_Task description_
Every line below that holds the word "window" must be listed.

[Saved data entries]
● ● ● ●

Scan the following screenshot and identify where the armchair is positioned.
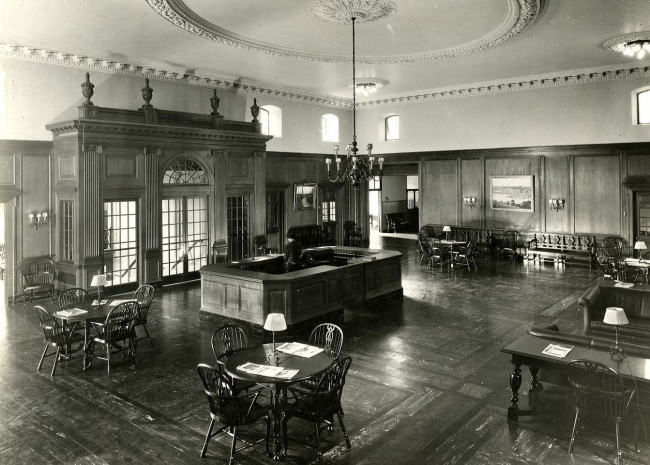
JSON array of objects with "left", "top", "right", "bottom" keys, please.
[
  {"left": 132, "top": 284, "right": 155, "bottom": 345},
  {"left": 211, "top": 324, "right": 259, "bottom": 395},
  {"left": 34, "top": 305, "right": 84, "bottom": 376},
  {"left": 23, "top": 258, "right": 56, "bottom": 306},
  {"left": 88, "top": 301, "right": 140, "bottom": 375}
]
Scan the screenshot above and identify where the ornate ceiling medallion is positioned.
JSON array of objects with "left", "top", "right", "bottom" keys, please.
[
  {"left": 145, "top": 0, "right": 545, "bottom": 64},
  {"left": 603, "top": 32, "right": 650, "bottom": 59},
  {"left": 311, "top": 0, "right": 396, "bottom": 24}
]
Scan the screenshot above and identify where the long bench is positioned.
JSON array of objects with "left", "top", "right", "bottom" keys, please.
[{"left": 525, "top": 233, "right": 596, "bottom": 267}]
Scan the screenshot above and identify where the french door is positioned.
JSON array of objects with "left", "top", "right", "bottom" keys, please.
[
  {"left": 104, "top": 200, "right": 138, "bottom": 293},
  {"left": 162, "top": 196, "right": 208, "bottom": 282},
  {"left": 227, "top": 195, "right": 249, "bottom": 261},
  {"left": 636, "top": 193, "right": 650, "bottom": 254}
]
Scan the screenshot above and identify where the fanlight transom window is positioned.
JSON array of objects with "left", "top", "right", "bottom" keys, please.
[{"left": 163, "top": 158, "right": 207, "bottom": 184}]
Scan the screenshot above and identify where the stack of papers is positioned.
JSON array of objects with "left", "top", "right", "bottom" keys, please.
[
  {"left": 277, "top": 342, "right": 324, "bottom": 358},
  {"left": 92, "top": 299, "right": 108, "bottom": 306},
  {"left": 542, "top": 343, "right": 573, "bottom": 358},
  {"left": 237, "top": 362, "right": 299, "bottom": 379},
  {"left": 56, "top": 308, "right": 88, "bottom": 318}
]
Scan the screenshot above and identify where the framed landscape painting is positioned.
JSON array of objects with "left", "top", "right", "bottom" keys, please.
[
  {"left": 293, "top": 182, "right": 317, "bottom": 211},
  {"left": 490, "top": 175, "right": 534, "bottom": 212}
]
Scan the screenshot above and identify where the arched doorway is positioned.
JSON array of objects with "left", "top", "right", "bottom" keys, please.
[{"left": 160, "top": 156, "right": 212, "bottom": 284}]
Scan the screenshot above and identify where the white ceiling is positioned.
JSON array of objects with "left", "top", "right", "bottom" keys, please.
[{"left": 3, "top": 0, "right": 650, "bottom": 103}]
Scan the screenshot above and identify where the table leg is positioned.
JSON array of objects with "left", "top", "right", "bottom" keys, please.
[
  {"left": 267, "top": 384, "right": 283, "bottom": 460},
  {"left": 529, "top": 366, "right": 542, "bottom": 392},
  {"left": 508, "top": 363, "right": 522, "bottom": 421},
  {"left": 83, "top": 322, "right": 90, "bottom": 370}
]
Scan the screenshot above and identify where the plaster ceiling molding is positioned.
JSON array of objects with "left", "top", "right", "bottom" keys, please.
[
  {"left": 357, "top": 65, "right": 650, "bottom": 108},
  {"left": 603, "top": 31, "right": 650, "bottom": 57},
  {"left": 0, "top": 41, "right": 350, "bottom": 108},
  {"left": 144, "top": 0, "right": 545, "bottom": 64},
  {"left": 311, "top": 0, "right": 396, "bottom": 23}
]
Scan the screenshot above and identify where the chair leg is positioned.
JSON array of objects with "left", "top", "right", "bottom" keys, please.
[
  {"left": 568, "top": 408, "right": 579, "bottom": 453},
  {"left": 314, "top": 422, "right": 323, "bottom": 465},
  {"left": 282, "top": 416, "right": 288, "bottom": 456},
  {"left": 615, "top": 421, "right": 622, "bottom": 465},
  {"left": 106, "top": 343, "right": 111, "bottom": 375},
  {"left": 143, "top": 324, "right": 153, "bottom": 345},
  {"left": 337, "top": 411, "right": 352, "bottom": 449},
  {"left": 265, "top": 415, "right": 271, "bottom": 458},
  {"left": 200, "top": 418, "right": 215, "bottom": 457},
  {"left": 229, "top": 426, "right": 237, "bottom": 465},
  {"left": 37, "top": 344, "right": 49, "bottom": 371},
  {"left": 50, "top": 347, "right": 61, "bottom": 377}
]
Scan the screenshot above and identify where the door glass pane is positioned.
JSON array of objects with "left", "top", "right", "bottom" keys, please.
[
  {"left": 162, "top": 198, "right": 183, "bottom": 277},
  {"left": 104, "top": 200, "right": 138, "bottom": 286},
  {"left": 186, "top": 197, "right": 208, "bottom": 272},
  {"left": 227, "top": 196, "right": 249, "bottom": 261}
]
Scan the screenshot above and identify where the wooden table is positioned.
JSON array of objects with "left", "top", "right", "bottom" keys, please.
[
  {"left": 433, "top": 239, "right": 467, "bottom": 268},
  {"left": 54, "top": 299, "right": 121, "bottom": 370},
  {"left": 501, "top": 333, "right": 650, "bottom": 421},
  {"left": 624, "top": 258, "right": 650, "bottom": 284},
  {"left": 224, "top": 343, "right": 334, "bottom": 460}
]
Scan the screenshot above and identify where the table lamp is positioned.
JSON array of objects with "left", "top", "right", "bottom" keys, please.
[
  {"left": 264, "top": 313, "right": 287, "bottom": 356},
  {"left": 634, "top": 241, "right": 647, "bottom": 261},
  {"left": 443, "top": 225, "right": 451, "bottom": 240},
  {"left": 90, "top": 274, "right": 108, "bottom": 303},
  {"left": 603, "top": 306, "right": 629, "bottom": 360}
]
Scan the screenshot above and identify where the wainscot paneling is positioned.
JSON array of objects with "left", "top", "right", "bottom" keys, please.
[
  {"left": 544, "top": 156, "right": 570, "bottom": 233},
  {"left": 574, "top": 155, "right": 620, "bottom": 235},
  {"left": 421, "top": 159, "right": 458, "bottom": 226},
  {"left": 0, "top": 155, "right": 15, "bottom": 185},
  {"left": 461, "top": 158, "right": 482, "bottom": 227},
  {"left": 266, "top": 159, "right": 287, "bottom": 182},
  {"left": 628, "top": 154, "right": 650, "bottom": 176},
  {"left": 21, "top": 154, "right": 51, "bottom": 259},
  {"left": 484, "top": 157, "right": 541, "bottom": 231}
]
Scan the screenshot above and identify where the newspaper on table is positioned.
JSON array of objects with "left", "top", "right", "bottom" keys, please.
[
  {"left": 237, "top": 362, "right": 299, "bottom": 379},
  {"left": 277, "top": 342, "right": 324, "bottom": 358},
  {"left": 541, "top": 343, "right": 573, "bottom": 358},
  {"left": 56, "top": 308, "right": 88, "bottom": 318},
  {"left": 91, "top": 299, "right": 109, "bottom": 306}
]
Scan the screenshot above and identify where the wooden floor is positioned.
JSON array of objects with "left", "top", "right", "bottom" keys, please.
[{"left": 1, "top": 236, "right": 649, "bottom": 464}]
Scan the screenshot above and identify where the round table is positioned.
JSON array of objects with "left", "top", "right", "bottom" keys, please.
[{"left": 224, "top": 343, "right": 334, "bottom": 460}]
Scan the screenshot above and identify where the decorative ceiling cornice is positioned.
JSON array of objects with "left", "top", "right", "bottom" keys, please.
[
  {"left": 358, "top": 66, "right": 650, "bottom": 108},
  {"left": 3, "top": 41, "right": 650, "bottom": 110},
  {"left": 145, "top": 0, "right": 544, "bottom": 64},
  {"left": 0, "top": 42, "right": 349, "bottom": 108}
]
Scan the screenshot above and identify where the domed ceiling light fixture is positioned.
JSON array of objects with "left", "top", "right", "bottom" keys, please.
[
  {"left": 317, "top": 0, "right": 396, "bottom": 188},
  {"left": 604, "top": 32, "right": 650, "bottom": 60}
]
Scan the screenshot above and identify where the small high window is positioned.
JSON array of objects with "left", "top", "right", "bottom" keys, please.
[
  {"left": 385, "top": 115, "right": 399, "bottom": 141},
  {"left": 321, "top": 114, "right": 339, "bottom": 142},
  {"left": 260, "top": 105, "right": 283, "bottom": 137},
  {"left": 638, "top": 90, "right": 650, "bottom": 124}
]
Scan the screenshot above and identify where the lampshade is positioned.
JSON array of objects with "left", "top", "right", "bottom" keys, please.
[
  {"left": 603, "top": 307, "right": 629, "bottom": 326},
  {"left": 90, "top": 274, "right": 108, "bottom": 287},
  {"left": 442, "top": 226, "right": 451, "bottom": 232},
  {"left": 634, "top": 241, "right": 647, "bottom": 250},
  {"left": 264, "top": 313, "right": 287, "bottom": 332}
]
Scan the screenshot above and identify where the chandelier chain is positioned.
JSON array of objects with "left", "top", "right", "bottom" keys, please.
[{"left": 352, "top": 16, "right": 357, "bottom": 154}]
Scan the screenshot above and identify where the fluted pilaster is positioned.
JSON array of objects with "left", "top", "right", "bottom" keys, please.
[{"left": 82, "top": 145, "right": 103, "bottom": 257}]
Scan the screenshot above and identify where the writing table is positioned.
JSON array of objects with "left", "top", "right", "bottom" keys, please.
[
  {"left": 224, "top": 343, "right": 333, "bottom": 460},
  {"left": 501, "top": 333, "right": 650, "bottom": 421}
]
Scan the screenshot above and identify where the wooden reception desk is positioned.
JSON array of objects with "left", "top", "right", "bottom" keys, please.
[{"left": 199, "top": 247, "right": 402, "bottom": 327}]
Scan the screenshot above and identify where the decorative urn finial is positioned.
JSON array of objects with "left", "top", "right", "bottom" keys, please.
[
  {"left": 250, "top": 98, "right": 260, "bottom": 122},
  {"left": 141, "top": 78, "right": 153, "bottom": 109},
  {"left": 81, "top": 72, "right": 95, "bottom": 106},
  {"left": 210, "top": 89, "right": 221, "bottom": 116}
]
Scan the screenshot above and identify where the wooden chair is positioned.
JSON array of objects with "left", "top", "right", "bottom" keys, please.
[
  {"left": 23, "top": 258, "right": 56, "bottom": 306},
  {"left": 283, "top": 357, "right": 353, "bottom": 464},
  {"left": 34, "top": 305, "right": 84, "bottom": 376},
  {"left": 416, "top": 233, "right": 435, "bottom": 266},
  {"left": 298, "top": 323, "right": 344, "bottom": 392},
  {"left": 132, "top": 284, "right": 155, "bottom": 345},
  {"left": 211, "top": 324, "right": 259, "bottom": 395},
  {"left": 567, "top": 360, "right": 638, "bottom": 465},
  {"left": 88, "top": 301, "right": 140, "bottom": 375},
  {"left": 196, "top": 363, "right": 270, "bottom": 463},
  {"left": 58, "top": 288, "right": 91, "bottom": 309},
  {"left": 455, "top": 234, "right": 478, "bottom": 271},
  {"left": 499, "top": 231, "right": 523, "bottom": 260}
]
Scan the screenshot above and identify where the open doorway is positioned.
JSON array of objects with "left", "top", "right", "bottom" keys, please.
[{"left": 368, "top": 176, "right": 382, "bottom": 236}]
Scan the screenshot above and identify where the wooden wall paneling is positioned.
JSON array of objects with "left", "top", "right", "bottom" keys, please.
[
  {"left": 0, "top": 154, "right": 15, "bottom": 185},
  {"left": 460, "top": 158, "right": 481, "bottom": 227},
  {"left": 627, "top": 154, "right": 650, "bottom": 176},
  {"left": 544, "top": 155, "right": 570, "bottom": 233},
  {"left": 21, "top": 154, "right": 51, "bottom": 260},
  {"left": 420, "top": 159, "right": 457, "bottom": 226},
  {"left": 619, "top": 152, "right": 632, "bottom": 242},
  {"left": 143, "top": 146, "right": 161, "bottom": 284},
  {"left": 211, "top": 149, "right": 228, "bottom": 248},
  {"left": 252, "top": 152, "right": 267, "bottom": 239},
  {"left": 484, "top": 157, "right": 541, "bottom": 231},
  {"left": 266, "top": 159, "right": 287, "bottom": 182},
  {"left": 573, "top": 155, "right": 620, "bottom": 235},
  {"left": 226, "top": 152, "right": 252, "bottom": 182}
]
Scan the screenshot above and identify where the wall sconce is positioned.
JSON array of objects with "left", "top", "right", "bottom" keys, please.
[
  {"left": 463, "top": 196, "right": 477, "bottom": 208},
  {"left": 28, "top": 211, "right": 48, "bottom": 230},
  {"left": 548, "top": 199, "right": 565, "bottom": 212}
]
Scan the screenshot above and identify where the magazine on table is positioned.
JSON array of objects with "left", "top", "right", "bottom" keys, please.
[
  {"left": 277, "top": 342, "right": 324, "bottom": 358},
  {"left": 541, "top": 343, "right": 573, "bottom": 358},
  {"left": 91, "top": 299, "right": 109, "bottom": 306},
  {"left": 237, "top": 362, "right": 299, "bottom": 379}
]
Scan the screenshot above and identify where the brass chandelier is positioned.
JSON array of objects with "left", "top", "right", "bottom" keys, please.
[{"left": 325, "top": 17, "right": 383, "bottom": 189}]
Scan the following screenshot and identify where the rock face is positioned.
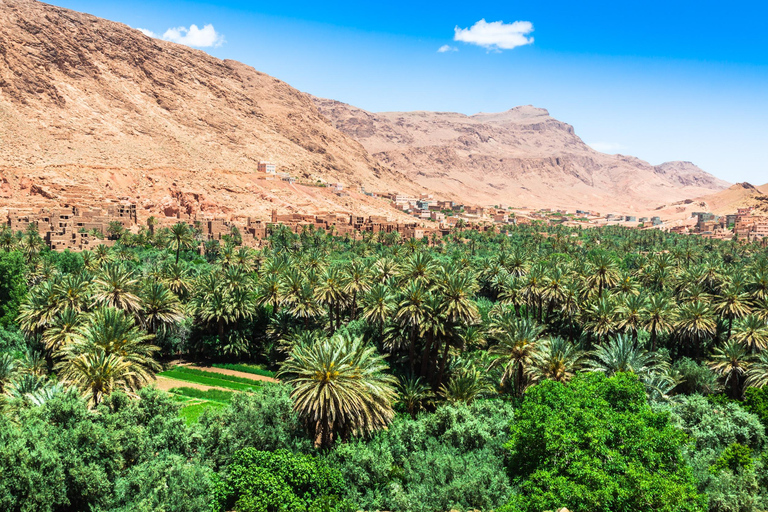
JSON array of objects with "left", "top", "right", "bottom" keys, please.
[
  {"left": 314, "top": 98, "right": 730, "bottom": 211},
  {"left": 0, "top": 0, "right": 419, "bottom": 220}
]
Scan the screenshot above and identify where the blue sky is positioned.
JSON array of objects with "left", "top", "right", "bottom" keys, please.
[{"left": 54, "top": 0, "right": 768, "bottom": 184}]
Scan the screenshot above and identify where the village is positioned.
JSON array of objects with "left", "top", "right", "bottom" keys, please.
[{"left": 4, "top": 162, "right": 767, "bottom": 251}]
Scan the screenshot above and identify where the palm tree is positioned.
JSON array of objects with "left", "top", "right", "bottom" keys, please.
[
  {"left": 528, "top": 336, "right": 584, "bottom": 383},
  {"left": 395, "top": 281, "right": 430, "bottom": 373},
  {"left": 616, "top": 293, "right": 647, "bottom": 340},
  {"left": 438, "top": 368, "right": 489, "bottom": 404},
  {"left": 161, "top": 262, "right": 194, "bottom": 300},
  {"left": 42, "top": 308, "right": 81, "bottom": 354},
  {"left": 584, "top": 252, "right": 620, "bottom": 296},
  {"left": 166, "top": 223, "right": 196, "bottom": 264},
  {"left": 675, "top": 300, "right": 717, "bottom": 358},
  {"left": 53, "top": 273, "right": 92, "bottom": 313},
  {"left": 708, "top": 340, "right": 751, "bottom": 399},
  {"left": 361, "top": 283, "right": 394, "bottom": 337},
  {"left": 731, "top": 315, "right": 768, "bottom": 352},
  {"left": 315, "top": 266, "right": 345, "bottom": 331},
  {"left": 745, "top": 351, "right": 768, "bottom": 389},
  {"left": 0, "top": 353, "right": 17, "bottom": 394},
  {"left": 488, "top": 315, "right": 545, "bottom": 396},
  {"left": 0, "top": 227, "right": 16, "bottom": 252},
  {"left": 713, "top": 284, "right": 752, "bottom": 339},
  {"left": 56, "top": 307, "right": 160, "bottom": 405},
  {"left": 585, "top": 333, "right": 669, "bottom": 377},
  {"left": 644, "top": 294, "right": 676, "bottom": 351},
  {"left": 278, "top": 334, "right": 398, "bottom": 448},
  {"left": 342, "top": 260, "right": 371, "bottom": 320},
  {"left": 140, "top": 283, "right": 184, "bottom": 334},
  {"left": 92, "top": 264, "right": 142, "bottom": 312},
  {"left": 582, "top": 295, "right": 618, "bottom": 345},
  {"left": 398, "top": 375, "right": 433, "bottom": 418}
]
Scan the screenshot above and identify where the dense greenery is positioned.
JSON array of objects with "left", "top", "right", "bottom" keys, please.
[{"left": 1, "top": 220, "right": 768, "bottom": 510}]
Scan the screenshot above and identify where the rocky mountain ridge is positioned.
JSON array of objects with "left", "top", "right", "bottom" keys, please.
[{"left": 314, "top": 98, "right": 730, "bottom": 212}]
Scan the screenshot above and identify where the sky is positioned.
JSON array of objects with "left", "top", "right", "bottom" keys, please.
[{"left": 53, "top": 0, "right": 768, "bottom": 184}]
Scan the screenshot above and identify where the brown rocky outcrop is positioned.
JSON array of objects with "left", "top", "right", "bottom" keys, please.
[{"left": 314, "top": 98, "right": 730, "bottom": 211}]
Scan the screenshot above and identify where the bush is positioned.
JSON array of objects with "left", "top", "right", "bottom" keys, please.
[
  {"left": 502, "top": 373, "right": 705, "bottom": 512},
  {"left": 326, "top": 399, "right": 515, "bottom": 512},
  {"left": 213, "top": 448, "right": 353, "bottom": 512},
  {"left": 743, "top": 387, "right": 768, "bottom": 430}
]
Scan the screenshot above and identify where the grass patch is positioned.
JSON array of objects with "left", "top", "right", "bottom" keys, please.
[
  {"left": 179, "top": 401, "right": 226, "bottom": 425},
  {"left": 170, "top": 387, "right": 234, "bottom": 403},
  {"left": 159, "top": 366, "right": 264, "bottom": 391},
  {"left": 212, "top": 363, "right": 276, "bottom": 379}
]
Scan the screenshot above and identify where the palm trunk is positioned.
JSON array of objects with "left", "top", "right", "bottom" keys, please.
[
  {"left": 435, "top": 339, "right": 451, "bottom": 388},
  {"left": 420, "top": 331, "right": 434, "bottom": 378},
  {"left": 409, "top": 324, "right": 417, "bottom": 374},
  {"left": 328, "top": 303, "right": 335, "bottom": 332}
]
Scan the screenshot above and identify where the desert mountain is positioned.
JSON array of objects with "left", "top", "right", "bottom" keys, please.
[
  {"left": 0, "top": 0, "right": 420, "bottom": 221},
  {"left": 313, "top": 98, "right": 730, "bottom": 212}
]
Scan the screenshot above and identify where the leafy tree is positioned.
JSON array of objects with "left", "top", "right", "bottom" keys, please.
[{"left": 502, "top": 373, "right": 705, "bottom": 512}]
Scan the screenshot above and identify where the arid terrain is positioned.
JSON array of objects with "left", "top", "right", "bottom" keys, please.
[
  {"left": 0, "top": 0, "right": 732, "bottom": 222},
  {"left": 313, "top": 98, "right": 730, "bottom": 212},
  {"left": 0, "top": 0, "right": 419, "bottom": 222}
]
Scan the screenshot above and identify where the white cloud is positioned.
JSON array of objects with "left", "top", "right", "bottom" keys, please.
[
  {"left": 438, "top": 45, "right": 458, "bottom": 53},
  {"left": 162, "top": 24, "right": 225, "bottom": 48},
  {"left": 589, "top": 142, "right": 628, "bottom": 153},
  {"left": 135, "top": 24, "right": 225, "bottom": 48},
  {"left": 136, "top": 28, "right": 158, "bottom": 38},
  {"left": 454, "top": 19, "right": 534, "bottom": 51}
]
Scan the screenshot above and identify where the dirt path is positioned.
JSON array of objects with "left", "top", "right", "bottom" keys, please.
[
  {"left": 186, "top": 365, "right": 279, "bottom": 383},
  {"left": 152, "top": 375, "right": 232, "bottom": 393}
]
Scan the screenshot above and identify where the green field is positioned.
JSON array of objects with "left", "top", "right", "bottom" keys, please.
[
  {"left": 211, "top": 363, "right": 276, "bottom": 379},
  {"left": 159, "top": 366, "right": 267, "bottom": 423},
  {"left": 159, "top": 366, "right": 265, "bottom": 391}
]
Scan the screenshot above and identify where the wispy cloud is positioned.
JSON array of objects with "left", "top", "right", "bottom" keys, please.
[
  {"left": 454, "top": 19, "right": 534, "bottom": 51},
  {"left": 438, "top": 45, "right": 458, "bottom": 53},
  {"left": 589, "top": 142, "right": 628, "bottom": 153},
  {"left": 136, "top": 24, "right": 225, "bottom": 48}
]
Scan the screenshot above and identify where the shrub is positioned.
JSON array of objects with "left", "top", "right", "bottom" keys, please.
[
  {"left": 502, "top": 373, "right": 705, "bottom": 512},
  {"left": 213, "top": 448, "right": 353, "bottom": 512}
]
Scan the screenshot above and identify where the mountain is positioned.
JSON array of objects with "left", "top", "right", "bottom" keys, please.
[
  {"left": 313, "top": 98, "right": 730, "bottom": 212},
  {"left": 0, "top": 0, "right": 419, "bottom": 221}
]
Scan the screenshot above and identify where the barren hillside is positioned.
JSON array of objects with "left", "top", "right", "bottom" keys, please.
[
  {"left": 314, "top": 98, "right": 730, "bottom": 212},
  {"left": 0, "top": 0, "right": 420, "bottom": 220}
]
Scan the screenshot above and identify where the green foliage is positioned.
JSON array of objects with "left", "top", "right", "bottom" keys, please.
[
  {"left": 180, "top": 401, "right": 227, "bottom": 425},
  {"left": 213, "top": 448, "right": 352, "bottom": 512},
  {"left": 327, "top": 399, "right": 515, "bottom": 512},
  {"left": 710, "top": 444, "right": 754, "bottom": 474},
  {"left": 503, "top": 373, "right": 706, "bottom": 512},
  {"left": 661, "top": 394, "right": 767, "bottom": 512},
  {"left": 197, "top": 384, "right": 310, "bottom": 469},
  {"left": 0, "top": 252, "right": 27, "bottom": 329},
  {"left": 743, "top": 387, "right": 768, "bottom": 430}
]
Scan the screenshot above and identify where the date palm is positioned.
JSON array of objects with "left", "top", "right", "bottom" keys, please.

● ● ● ●

_Exercise response_
Scan the screenshot above and identify where the fanlight transom window is positioned.
Scan the screenshot above and identify where the small high window is positioned.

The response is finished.